Ma torniamo un momento alle vicende di qualche tempo fa.

A febbraio, è emersa la condizione di sfruttamento dei lavoratori della Z Production di Campi Bisenzio, azienda dell’hinterland fiorentino che produce borse per conto di Montblanc, posta sotto accusa per le condizioni lavorative dei dipendenti. Dal 2020 la Z Production era sottoposta a sequestro preventivo da parte del Tribunale di Firenze, a seguito di un’indagine della Guardia di Finanza per falsa fatturazione e irregolarità societarie, che ha fatto luce anche sulla continuità tra le varie ditte che negli anni, sotto diverso nome, nascondevano la stessa proprietà di fatto. Ditte il cui committente è sempre stato Richemont per i prodotti Montblanc.

Analogo il caso di Giorgio Armani Operations spa, società che si occupa di progettazione e produzione di abbigliamento e accessori del gruppo del colosso della moda made in Italy Armani: il Tribunale di Milano ha disposto l’amministrazione giudiziaria per l’azienda, negligente nel prevenire e arginare fenomeni di sfruttamento lavorativo nell’ambito del ciclo produttivo. Ciclo totalmente esternalizzato e con commesse affidate a opifici cinesi situati nelle province di Milano e Bergamo, che abbattevano i costi ricorrendo all’impiego di manodopera irregolare e clandestina in condizioni di sfruttamento. Il provvedimento è stato revocato nel 2024 dopo un percorso giudicato “virtuoso”.

Situazioni di sfruttamento legate al sistema delle esternalizzazioni si riscontrano diffusamente anche nel settore dell’arredamento: si pensi al caso della Vot International di Quarrata (provincia di Pistoia), azienda a conduzione cinese che produce materassi e divani per conto del grande marchio del Made in Italy Mondo Convenienza; o alla recentissima vicenda di Gruppo 8 e Sofalegname, che producono divani di lusso per la multinazionale HTL venduti a decine di migliaia di euro, ma negano mesi di stipendio e ammortizzatori sociali ai lavoratori.

Ma il tema è più ampio. Più delle vere e proprie sacche di illegalità, più delle inchieste per caporalato. Pensiamo alla di Gucci, riportata in questi giorni da un’inchiesta di Domani: il Gruppo Kering, proprietario di Gucci, affida tutta la produzione di piccola pelletteria a 15 fornitori diretti. Tra questi, ci sono tre sue controllate toscane. I fornitori, a loro volta, subappaltano a piccoli artigiani.

I lavoratori delle controllate lavorano due giorni a settimana, a stipendio pieno, mentre nei subappalti si lavora tutti i giorni, tutto il giorno, a velocità insostenibile. Se non si rientra nei tempi stabiliti dal fornitore, ogni minuto lavorato in più è gratis. I pezzi prodotti al costo di 14 euro l’uno sono venduti nelle boutique a centinaia, a volte migliaia di euro. Eppure, ciò che i fornitori corrispondo ai piccoli artigiani copre a stento lo stipendio degli operai. Significa crisi, significa chiusura, significa cassa a zero ore e poi licenziamenti collettivi. Fra i fornitori, le controllate di Gucci sono le uniche a poter anticipare la cassa ai dipendenti. Per tutti gli altri operai non c’è nulla, e Gucci non si assume alcuna responsabilità.

**ESERCIZI DA SVOLGERE:**
**A.** Nell'articolo sullo sfruttamento del lavoro, trova le aziende indicate per nome come produttrici per conto di un marchio. Elencale tutte, ciascuna con il marchio per cui produce.
**B.** Trascrivi dall'articolo sullo sfruttamento del lavoro tutto il testo che va da "I lavoratori delle" giù fino a "assume alcuna responsabilità.", senza cambiare nulla.
**C.** Porta avanti l'articolo sullo sfruttamento del lavoro dopo l'ultima frase riportata.

**DATI:**
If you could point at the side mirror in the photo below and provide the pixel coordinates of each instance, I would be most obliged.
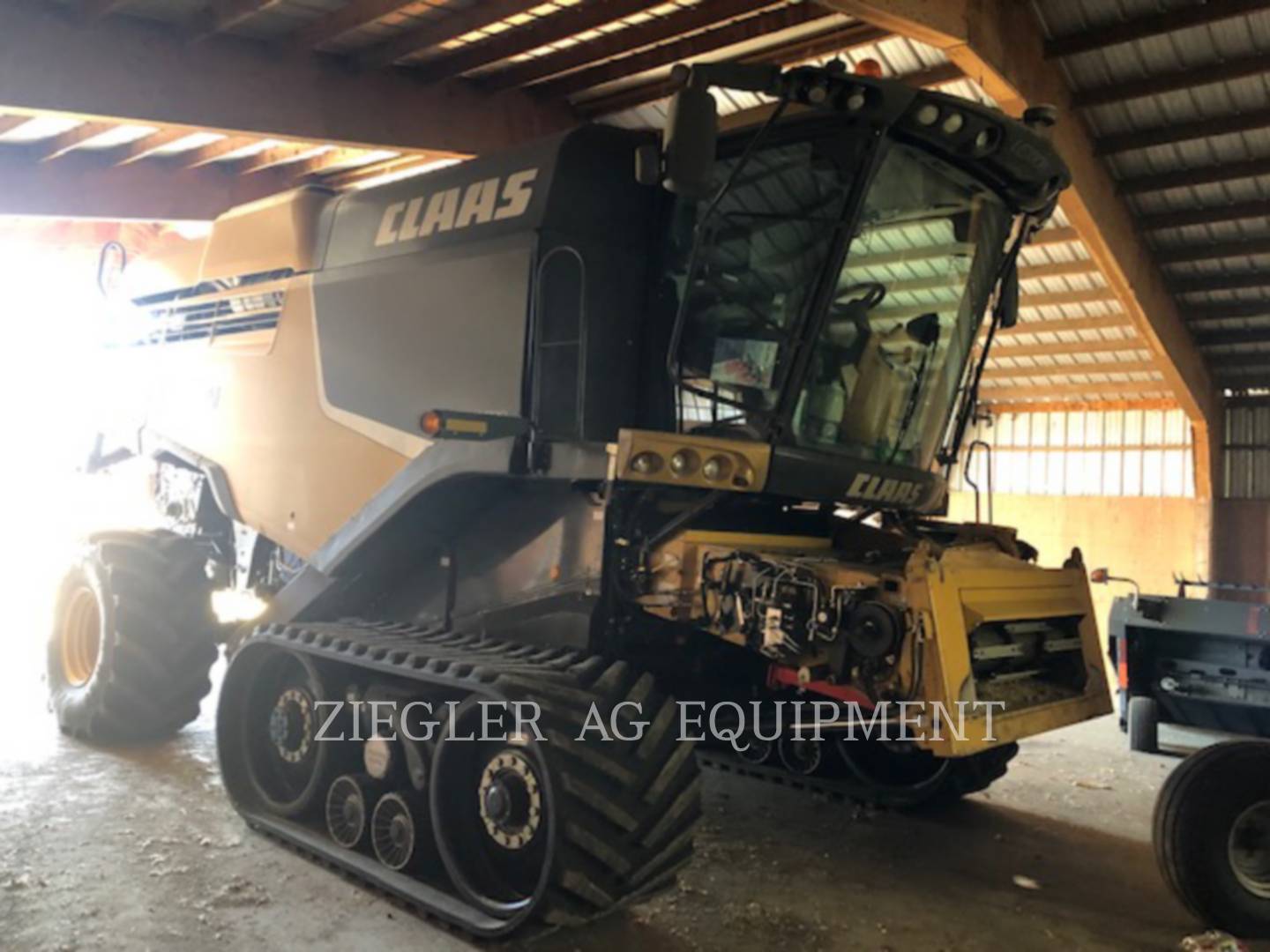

**RISPOSTE:**
**A.**
- Z Production di Campi Bisenzio: Montblanc
- Vot International di Quarrata: Mondo Convenienza
- Gruppo 8: HTL
- Sofalegname: HTL

**B.**
I lavoratori delle controllate lavorano due giorni a settimana, a stipendio pieno, mentre nei subappalti si lavora tutti i giorni, tutto il giorno, a velocità insostenibile. Se non si rientra nei tempi stabiliti dal fornitore, ogni minuto lavorato in più è gratis. I pezzi prodotti al costo di 14 euro l’uno sono venduti nelle boutique a centinaia, a volte migliaia di euro. Eppure, ciò che i fornitori corrispondo ai piccoli artigiani copre a stento lo stipendio degli operai. Significa crisi, significa chiusura, significa cassa a zero ore e poi licenziamenti collettivi. Fra i fornitori, le controllate di Gucci sono le uniche a poter anticipare la cassa ai dipendenti. Per tutti gli altri operai non c’è nulla, e Gucci non si assume alcuna responsabilità.

**C.**
È questo il punto che accomuna le tantissime vicende che stanno interessando il settore del tessile, della moda e del lusso (ma non solo). Certo, non sono tutte uguali, in alcuni casi siamo di fronte a vero e proprio caporalato, in altri – come quest’ultimo – “solo” a forme sistemiche di contrazione del costo del lavoro. Eppure, l’outsourcing dilaga nel tessuto produttivo italiano e sempre, nella catena degli appalti e dei subappalti, l’azienda madre non risponde e sostiene di ignorare ciò che avviene nelle ditte a cui affida la produzione.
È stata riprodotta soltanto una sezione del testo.